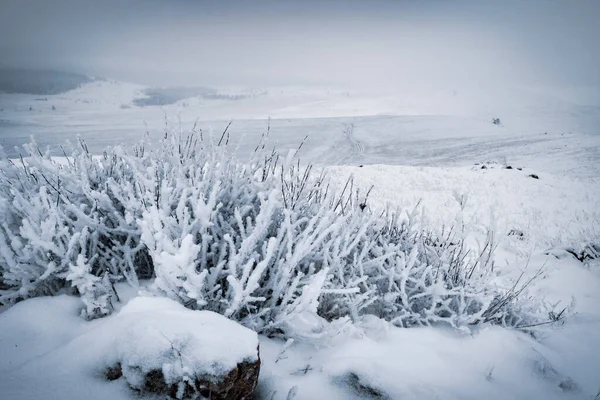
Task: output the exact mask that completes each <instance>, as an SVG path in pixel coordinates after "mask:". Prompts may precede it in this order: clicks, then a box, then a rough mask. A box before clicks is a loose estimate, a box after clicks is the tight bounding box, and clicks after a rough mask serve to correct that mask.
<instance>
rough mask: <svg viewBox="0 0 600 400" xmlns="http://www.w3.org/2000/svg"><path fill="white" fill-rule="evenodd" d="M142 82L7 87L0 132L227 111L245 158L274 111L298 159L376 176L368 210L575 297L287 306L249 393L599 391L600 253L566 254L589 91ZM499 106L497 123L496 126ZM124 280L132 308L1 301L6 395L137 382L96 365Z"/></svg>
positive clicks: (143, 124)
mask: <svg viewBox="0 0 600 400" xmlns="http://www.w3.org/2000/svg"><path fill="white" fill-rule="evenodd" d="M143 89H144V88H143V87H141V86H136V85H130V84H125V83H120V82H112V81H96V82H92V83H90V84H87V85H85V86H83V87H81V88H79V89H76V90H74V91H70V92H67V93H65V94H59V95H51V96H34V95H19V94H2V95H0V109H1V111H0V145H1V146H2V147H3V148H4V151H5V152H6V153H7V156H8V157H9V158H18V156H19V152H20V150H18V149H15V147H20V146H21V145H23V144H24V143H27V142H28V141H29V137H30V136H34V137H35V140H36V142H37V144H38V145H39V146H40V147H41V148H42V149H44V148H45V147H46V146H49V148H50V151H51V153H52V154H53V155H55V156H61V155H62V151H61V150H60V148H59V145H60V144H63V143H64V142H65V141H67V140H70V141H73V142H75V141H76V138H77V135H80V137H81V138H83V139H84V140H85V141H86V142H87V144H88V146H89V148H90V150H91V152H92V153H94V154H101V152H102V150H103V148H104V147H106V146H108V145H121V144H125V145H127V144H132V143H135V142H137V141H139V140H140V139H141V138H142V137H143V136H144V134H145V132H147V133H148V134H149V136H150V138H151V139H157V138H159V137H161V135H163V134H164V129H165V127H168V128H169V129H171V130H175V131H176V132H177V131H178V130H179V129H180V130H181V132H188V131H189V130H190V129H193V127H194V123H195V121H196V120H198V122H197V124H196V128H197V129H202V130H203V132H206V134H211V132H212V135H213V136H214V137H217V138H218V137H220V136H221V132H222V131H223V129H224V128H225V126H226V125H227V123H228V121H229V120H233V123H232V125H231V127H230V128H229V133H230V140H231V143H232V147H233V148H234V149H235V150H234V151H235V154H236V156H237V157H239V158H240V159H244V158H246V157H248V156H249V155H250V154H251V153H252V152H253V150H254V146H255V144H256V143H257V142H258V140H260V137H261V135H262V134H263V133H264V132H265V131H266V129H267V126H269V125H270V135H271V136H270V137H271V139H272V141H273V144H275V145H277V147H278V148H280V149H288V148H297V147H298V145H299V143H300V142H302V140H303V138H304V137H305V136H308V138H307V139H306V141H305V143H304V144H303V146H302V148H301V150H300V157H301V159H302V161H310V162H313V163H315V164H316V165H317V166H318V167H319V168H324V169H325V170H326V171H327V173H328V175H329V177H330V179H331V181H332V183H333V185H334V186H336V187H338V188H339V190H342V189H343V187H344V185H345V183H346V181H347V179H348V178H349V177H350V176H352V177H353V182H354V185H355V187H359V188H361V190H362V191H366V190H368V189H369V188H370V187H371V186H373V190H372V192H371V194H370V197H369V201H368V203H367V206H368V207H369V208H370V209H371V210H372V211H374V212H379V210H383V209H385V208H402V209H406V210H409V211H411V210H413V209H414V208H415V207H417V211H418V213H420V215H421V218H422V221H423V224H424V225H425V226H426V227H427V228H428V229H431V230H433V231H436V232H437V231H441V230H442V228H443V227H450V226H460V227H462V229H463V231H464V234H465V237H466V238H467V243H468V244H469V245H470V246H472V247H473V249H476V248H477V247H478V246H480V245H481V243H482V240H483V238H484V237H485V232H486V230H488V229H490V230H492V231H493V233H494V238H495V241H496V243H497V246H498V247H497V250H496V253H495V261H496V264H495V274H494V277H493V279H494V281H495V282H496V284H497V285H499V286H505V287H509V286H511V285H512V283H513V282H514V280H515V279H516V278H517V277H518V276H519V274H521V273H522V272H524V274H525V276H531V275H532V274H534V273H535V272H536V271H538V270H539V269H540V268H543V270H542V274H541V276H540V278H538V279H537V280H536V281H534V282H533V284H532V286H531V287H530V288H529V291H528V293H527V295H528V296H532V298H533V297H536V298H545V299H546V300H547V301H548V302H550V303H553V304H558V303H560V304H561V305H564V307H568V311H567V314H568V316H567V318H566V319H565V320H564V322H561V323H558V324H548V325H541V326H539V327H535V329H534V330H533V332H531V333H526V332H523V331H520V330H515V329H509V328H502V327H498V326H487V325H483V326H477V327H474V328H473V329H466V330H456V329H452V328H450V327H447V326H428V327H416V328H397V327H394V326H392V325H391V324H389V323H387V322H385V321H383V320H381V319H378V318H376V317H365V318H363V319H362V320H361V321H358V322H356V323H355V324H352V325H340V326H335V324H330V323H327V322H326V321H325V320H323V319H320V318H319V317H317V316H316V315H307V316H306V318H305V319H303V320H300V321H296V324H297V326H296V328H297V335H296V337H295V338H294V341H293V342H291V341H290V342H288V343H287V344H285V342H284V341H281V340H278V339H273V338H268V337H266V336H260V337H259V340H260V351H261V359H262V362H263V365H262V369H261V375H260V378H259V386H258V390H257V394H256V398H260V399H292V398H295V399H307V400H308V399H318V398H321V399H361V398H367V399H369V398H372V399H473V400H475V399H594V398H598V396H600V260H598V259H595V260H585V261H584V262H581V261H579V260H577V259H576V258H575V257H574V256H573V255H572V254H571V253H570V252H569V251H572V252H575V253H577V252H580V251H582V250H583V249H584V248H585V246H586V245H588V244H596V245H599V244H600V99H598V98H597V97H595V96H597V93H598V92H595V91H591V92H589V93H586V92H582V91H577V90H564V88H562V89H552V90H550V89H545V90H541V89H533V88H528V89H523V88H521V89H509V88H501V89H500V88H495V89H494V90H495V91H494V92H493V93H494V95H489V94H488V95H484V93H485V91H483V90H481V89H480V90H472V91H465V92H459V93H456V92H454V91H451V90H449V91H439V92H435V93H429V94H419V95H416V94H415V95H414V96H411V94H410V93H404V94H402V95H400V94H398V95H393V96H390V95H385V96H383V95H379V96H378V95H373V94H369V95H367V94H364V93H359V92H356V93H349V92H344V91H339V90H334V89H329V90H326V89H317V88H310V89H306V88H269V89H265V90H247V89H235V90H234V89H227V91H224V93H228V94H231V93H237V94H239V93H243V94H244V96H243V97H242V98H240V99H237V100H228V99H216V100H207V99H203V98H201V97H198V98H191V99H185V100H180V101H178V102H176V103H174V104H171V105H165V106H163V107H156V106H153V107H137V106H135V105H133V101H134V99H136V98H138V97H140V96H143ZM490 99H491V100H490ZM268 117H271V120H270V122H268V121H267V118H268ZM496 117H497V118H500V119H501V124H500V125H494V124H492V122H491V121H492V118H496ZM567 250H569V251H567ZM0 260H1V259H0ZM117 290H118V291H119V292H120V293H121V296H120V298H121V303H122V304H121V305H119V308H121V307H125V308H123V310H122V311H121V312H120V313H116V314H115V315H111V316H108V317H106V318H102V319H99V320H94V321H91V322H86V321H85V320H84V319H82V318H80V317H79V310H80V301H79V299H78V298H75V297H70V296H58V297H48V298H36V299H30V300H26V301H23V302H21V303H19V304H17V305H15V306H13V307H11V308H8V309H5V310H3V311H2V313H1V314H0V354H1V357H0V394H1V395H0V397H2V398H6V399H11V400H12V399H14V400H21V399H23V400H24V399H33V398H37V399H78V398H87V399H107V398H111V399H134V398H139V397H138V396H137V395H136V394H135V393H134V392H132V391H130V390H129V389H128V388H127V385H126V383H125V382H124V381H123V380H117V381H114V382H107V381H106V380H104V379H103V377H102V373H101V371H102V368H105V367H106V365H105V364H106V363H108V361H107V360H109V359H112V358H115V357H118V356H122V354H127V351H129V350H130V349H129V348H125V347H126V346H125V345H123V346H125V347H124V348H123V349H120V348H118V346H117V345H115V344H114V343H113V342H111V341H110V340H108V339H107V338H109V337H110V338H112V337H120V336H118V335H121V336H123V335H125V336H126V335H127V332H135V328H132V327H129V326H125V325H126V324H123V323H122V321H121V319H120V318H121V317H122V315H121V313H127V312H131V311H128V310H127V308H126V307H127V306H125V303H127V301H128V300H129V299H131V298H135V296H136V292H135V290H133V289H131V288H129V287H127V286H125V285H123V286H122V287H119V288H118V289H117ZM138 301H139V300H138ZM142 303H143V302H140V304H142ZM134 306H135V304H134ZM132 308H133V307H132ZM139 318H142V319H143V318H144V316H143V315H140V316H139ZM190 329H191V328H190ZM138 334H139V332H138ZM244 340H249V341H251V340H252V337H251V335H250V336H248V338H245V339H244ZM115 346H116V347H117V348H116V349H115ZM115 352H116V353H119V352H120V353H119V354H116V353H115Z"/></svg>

::::::::

:: EXERCISE DESCRIPTION ::
Only the lines from the start of the material to the line with "rough mask: <svg", inclusive, belong in the answer, printed exactly and free of pictures.

:: REPLY ::
Task: output the exact mask that completes each <instance>, as an SVG path in pixel coordinates after "mask:". Prompts may precede it in this order: clicks, then a box, then a rough mask. A box before clicks is a loose estimate, a box after clicks is the tight bounding box, and clicks after a rough mask serve to correct that mask.
<instance>
rough mask: <svg viewBox="0 0 600 400" xmlns="http://www.w3.org/2000/svg"><path fill="white" fill-rule="evenodd" d="M142 82L7 87L0 132L227 111L245 158L274 111L298 159L376 176L368 210L575 297L287 306L249 393L599 391L600 253L566 254L589 91ZM499 106L497 123L496 126ZM124 280L132 308L1 301L6 395L137 382L96 365Z"/></svg>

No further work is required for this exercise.